• **Zadanie do wykonania**
Odpowiedz krótko na pytania do tekstu o FiiO K15 i K17, który znajdziesz poniżej:
1. Jakie przetworniki ma K15 zamiast AK4499EX?
2. O ile zmniejszono moc wzmacniacza w K15?
3. Jakie wady K17 wymieniono w drugim akapicie?

• **Tekst źródłowy**
################

FiiO K15 ma wiele wspólnego z modelem K17. Tańsze kombo cechuje się niemal identyczną konstrukcją, ale posiada komponenty niższej klasy – zamiast topowych przetworników Asahi Kasei Microdevices AK4499EX zastosowano kostki AK4497S, a moc wzmacniacza została zredukowana z 4 W na kanał do 3 W na kanał. Pozwoliło to znacznie obniżyć cenę.
Polubiłem się z FiiO K17. Doceniłem kombo za retro-wzornictwo, wygodną obsługę, dużą moc i oczywiście za brzmienie – naturalne, muzykalne i przestrzenne. Choć narzekałem na okrojone możliwości strumieniowania i pewne wady użytkowe, z przyjemnością korzystałbym z K17-tki na co dzień. Uważam, że to świetny wybór dla wszystkich, którzy szukają rozbudowanego kombo z dźwiękiem na wysokim poziomie, ale nie w analitycznym wydaniu.

################

• **Podane dane**
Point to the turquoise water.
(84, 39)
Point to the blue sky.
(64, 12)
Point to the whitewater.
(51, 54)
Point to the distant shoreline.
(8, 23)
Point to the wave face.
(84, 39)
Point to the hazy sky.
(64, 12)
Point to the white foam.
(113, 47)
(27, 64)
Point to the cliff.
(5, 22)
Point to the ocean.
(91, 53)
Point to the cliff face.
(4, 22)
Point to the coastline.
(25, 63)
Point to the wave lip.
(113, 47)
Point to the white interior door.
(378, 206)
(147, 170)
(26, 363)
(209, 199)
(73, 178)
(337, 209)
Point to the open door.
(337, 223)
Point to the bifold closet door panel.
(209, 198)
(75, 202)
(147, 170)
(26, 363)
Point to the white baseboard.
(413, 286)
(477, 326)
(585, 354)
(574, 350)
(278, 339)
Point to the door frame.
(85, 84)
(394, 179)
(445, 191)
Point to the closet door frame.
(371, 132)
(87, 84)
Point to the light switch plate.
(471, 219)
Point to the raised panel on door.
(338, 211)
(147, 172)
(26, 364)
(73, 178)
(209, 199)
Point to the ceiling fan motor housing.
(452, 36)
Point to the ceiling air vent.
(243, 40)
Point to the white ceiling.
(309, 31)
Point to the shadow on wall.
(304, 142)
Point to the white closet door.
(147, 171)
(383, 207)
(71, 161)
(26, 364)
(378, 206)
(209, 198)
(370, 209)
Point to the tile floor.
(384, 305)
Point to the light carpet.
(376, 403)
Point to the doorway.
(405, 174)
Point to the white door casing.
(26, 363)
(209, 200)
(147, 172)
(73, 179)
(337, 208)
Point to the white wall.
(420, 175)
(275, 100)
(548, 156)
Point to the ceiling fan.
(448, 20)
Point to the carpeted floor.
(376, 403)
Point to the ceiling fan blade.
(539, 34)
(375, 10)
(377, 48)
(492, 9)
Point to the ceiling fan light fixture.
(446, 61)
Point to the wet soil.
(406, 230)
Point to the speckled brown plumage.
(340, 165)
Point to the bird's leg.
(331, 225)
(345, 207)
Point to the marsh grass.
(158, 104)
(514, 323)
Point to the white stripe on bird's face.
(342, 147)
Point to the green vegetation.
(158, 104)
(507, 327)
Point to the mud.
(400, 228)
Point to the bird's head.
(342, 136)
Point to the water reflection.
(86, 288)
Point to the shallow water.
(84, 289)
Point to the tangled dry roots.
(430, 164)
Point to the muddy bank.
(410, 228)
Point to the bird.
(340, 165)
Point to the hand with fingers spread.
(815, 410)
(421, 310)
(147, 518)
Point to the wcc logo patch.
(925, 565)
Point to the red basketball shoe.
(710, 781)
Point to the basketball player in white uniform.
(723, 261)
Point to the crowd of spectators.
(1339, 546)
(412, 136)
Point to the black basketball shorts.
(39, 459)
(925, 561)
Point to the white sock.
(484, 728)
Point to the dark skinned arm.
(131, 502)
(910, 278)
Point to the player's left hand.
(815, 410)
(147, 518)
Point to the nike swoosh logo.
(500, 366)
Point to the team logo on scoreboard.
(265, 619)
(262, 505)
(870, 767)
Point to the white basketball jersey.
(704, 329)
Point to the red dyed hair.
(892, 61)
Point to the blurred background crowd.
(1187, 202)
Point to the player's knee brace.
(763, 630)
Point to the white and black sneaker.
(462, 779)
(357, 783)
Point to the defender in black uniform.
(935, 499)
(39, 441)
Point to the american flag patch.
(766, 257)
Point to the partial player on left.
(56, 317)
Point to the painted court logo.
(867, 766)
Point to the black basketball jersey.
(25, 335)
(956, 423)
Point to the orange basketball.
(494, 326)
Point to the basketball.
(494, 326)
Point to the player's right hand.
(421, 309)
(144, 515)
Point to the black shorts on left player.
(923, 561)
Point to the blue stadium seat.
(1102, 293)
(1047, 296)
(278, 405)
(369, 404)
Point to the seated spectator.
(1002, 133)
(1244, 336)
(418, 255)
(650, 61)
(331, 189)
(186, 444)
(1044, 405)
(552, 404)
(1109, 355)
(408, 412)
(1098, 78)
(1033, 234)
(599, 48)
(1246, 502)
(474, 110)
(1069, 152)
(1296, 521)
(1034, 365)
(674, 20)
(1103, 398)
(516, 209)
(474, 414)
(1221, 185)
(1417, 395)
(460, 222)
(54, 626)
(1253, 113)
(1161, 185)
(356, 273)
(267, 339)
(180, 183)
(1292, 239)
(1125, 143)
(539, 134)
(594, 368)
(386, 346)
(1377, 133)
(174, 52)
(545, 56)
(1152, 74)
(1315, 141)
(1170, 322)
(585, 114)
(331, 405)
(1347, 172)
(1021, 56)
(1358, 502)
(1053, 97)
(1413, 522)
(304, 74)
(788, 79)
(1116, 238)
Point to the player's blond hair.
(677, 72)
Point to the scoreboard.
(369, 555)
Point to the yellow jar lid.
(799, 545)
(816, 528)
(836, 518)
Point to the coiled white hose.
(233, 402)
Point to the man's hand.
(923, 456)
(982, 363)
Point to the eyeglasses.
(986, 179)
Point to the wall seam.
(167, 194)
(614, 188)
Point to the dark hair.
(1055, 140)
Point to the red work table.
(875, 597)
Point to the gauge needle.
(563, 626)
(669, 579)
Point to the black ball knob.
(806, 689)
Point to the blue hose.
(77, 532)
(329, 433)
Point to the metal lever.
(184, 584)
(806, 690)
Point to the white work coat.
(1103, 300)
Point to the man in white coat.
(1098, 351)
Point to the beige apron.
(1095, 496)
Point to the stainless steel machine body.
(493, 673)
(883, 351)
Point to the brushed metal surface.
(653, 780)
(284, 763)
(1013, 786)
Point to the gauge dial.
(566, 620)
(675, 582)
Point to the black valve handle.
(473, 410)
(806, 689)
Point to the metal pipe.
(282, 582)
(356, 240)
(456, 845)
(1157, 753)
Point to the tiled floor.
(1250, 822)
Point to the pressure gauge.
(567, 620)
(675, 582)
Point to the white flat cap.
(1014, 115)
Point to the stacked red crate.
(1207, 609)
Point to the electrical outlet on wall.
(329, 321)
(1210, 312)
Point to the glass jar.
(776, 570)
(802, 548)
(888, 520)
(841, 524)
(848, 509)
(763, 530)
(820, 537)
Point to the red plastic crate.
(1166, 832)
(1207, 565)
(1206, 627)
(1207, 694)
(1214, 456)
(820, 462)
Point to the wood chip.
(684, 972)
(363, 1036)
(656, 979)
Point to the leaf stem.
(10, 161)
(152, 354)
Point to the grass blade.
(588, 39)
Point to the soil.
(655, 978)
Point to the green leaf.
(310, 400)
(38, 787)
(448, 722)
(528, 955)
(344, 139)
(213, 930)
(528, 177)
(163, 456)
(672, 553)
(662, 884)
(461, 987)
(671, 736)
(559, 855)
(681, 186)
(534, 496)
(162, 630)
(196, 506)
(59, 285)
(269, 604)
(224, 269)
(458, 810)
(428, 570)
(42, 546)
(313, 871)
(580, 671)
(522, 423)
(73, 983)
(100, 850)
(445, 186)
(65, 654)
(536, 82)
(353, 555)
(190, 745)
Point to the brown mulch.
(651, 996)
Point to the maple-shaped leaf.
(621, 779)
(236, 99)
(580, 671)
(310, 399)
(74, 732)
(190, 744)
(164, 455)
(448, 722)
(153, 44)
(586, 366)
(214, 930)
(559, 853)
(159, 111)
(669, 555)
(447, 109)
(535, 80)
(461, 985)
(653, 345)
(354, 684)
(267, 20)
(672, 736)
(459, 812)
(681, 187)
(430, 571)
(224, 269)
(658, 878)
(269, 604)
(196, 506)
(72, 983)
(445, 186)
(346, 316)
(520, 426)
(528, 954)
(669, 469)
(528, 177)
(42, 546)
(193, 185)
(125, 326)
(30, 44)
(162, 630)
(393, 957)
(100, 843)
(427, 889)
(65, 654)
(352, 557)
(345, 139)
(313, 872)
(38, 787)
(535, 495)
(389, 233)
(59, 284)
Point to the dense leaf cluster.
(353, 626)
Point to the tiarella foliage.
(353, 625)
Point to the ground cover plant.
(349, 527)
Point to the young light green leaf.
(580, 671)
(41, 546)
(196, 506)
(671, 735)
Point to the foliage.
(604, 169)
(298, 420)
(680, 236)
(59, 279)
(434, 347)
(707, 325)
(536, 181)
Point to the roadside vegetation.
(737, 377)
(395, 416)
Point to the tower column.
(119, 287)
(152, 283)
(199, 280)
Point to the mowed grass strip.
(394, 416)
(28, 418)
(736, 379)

################

• **Rozwiązanie zadania**
1. AK4497S.
2. Z 4 W na kanał do 3 W na kanał, czyli o 1 W na kanał.
3. Okrojone możliwości strumieniowania i pewne wady użytkowe.